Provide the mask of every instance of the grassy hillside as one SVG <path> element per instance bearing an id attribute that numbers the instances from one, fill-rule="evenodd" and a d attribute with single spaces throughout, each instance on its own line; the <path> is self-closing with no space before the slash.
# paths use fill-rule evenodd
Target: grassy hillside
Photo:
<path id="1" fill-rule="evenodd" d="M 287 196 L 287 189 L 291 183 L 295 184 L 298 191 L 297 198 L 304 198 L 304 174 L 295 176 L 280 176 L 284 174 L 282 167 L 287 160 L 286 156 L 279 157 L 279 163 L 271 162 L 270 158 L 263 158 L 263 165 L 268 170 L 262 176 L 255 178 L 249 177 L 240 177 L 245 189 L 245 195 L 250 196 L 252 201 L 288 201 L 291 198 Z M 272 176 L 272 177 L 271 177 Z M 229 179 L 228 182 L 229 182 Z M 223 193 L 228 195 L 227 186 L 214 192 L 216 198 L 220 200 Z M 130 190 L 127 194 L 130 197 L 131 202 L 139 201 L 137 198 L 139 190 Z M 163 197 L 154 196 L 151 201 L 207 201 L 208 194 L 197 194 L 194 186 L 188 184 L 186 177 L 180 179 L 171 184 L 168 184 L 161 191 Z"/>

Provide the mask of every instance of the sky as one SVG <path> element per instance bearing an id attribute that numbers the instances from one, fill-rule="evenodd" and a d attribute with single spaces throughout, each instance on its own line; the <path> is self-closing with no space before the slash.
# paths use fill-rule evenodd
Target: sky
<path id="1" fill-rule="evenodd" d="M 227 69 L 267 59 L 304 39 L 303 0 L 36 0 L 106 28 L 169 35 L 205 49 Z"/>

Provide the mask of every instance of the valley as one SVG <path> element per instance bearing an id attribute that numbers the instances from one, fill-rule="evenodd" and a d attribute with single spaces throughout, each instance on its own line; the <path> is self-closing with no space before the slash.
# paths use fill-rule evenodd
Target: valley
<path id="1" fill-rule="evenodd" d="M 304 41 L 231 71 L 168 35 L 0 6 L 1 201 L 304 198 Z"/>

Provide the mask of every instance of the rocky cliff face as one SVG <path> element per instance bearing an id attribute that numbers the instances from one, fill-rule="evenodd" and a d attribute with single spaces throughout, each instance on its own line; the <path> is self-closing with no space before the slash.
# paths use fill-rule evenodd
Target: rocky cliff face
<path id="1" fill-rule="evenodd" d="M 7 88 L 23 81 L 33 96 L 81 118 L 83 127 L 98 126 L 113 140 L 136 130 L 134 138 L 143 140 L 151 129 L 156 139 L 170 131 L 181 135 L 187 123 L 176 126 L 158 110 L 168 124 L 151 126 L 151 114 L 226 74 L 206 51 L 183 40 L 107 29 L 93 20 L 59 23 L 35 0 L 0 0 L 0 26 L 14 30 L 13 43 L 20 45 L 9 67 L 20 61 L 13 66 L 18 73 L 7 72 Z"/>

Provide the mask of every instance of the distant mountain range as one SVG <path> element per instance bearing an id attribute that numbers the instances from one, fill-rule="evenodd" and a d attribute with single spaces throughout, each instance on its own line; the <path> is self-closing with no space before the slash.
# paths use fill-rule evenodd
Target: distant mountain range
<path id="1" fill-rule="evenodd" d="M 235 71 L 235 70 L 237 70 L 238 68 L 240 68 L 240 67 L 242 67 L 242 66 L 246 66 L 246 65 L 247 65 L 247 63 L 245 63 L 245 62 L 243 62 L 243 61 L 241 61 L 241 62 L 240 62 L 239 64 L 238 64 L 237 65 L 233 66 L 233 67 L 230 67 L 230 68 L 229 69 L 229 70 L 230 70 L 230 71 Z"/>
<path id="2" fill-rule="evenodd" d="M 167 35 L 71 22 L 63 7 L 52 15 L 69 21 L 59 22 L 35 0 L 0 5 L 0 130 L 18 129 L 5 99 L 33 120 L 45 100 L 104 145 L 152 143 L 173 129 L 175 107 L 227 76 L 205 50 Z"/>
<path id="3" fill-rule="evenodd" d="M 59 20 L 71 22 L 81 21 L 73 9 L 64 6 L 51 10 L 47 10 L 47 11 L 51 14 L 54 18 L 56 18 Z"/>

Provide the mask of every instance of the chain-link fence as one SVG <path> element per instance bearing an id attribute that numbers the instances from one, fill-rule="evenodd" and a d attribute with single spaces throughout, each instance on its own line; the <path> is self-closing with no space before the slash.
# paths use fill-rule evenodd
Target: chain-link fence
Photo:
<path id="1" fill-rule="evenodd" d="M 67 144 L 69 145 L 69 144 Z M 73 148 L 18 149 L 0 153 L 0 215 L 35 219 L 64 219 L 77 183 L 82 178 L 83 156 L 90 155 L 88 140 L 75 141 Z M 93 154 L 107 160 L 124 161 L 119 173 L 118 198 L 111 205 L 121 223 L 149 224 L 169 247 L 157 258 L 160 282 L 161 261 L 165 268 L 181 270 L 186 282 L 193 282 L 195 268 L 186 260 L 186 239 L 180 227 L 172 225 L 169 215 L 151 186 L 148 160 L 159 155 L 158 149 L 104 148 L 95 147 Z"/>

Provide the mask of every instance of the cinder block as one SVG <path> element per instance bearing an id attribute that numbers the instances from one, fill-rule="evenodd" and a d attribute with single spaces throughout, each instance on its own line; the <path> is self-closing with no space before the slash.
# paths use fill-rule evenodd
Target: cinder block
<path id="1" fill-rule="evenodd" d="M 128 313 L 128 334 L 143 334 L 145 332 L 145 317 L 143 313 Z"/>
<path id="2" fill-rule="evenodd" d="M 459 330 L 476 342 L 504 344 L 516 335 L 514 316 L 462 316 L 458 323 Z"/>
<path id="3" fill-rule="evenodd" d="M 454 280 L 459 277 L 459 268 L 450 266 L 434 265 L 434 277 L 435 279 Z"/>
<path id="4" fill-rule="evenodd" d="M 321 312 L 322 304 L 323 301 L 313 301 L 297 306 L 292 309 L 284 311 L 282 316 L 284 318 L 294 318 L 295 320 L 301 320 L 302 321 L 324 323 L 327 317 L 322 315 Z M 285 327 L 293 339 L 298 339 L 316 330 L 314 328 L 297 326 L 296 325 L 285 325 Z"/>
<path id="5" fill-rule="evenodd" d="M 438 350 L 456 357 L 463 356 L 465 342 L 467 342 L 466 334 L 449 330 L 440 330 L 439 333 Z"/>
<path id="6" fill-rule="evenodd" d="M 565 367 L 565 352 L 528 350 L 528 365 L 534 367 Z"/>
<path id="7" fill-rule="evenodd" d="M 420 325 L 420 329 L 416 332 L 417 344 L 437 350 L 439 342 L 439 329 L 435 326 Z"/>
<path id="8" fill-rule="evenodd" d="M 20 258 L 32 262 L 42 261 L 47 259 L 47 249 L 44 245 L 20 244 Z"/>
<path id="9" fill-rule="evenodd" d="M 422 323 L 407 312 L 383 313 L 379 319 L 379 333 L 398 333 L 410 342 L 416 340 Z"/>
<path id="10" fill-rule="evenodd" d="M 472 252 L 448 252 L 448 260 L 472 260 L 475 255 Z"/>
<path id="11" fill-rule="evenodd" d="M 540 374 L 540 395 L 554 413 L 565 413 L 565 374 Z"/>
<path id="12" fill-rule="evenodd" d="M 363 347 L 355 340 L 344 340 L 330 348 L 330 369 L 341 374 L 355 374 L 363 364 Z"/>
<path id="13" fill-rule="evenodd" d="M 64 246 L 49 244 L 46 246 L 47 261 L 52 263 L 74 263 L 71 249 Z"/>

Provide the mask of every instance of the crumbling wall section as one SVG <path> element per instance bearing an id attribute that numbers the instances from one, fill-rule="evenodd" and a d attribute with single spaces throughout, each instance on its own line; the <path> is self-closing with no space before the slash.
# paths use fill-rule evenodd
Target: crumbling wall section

▶ [TASK STATEMENT]
Copy out the lines starting with the line that contains "Provide the mask of every instance of the distant" and going on through the line that contains "235 71 L 235", substituting "ridge line" for "mountain range" and leaving all else unchanged.

▶ [THE RESULT]
Provide the mask of every instance of the distant ridge line as one SVG <path> element per instance bearing an id attribute that numbers the instances from one, fill-rule="evenodd" and a d attribute with single spaces throughout, each instance on its own line; the <path> is self-closing with no space before the slash.
# paths use fill-rule evenodd
Target: distant ridge line
<path id="1" fill-rule="evenodd" d="M 235 71 L 235 70 L 237 70 L 238 68 L 240 68 L 240 67 L 242 67 L 242 66 L 246 66 L 246 65 L 247 65 L 247 63 L 245 63 L 245 62 L 243 62 L 243 61 L 241 61 L 241 62 L 240 62 L 239 64 L 238 64 L 237 65 L 233 66 L 233 67 L 230 67 L 230 68 L 229 69 L 229 70 L 230 70 L 230 71 Z"/>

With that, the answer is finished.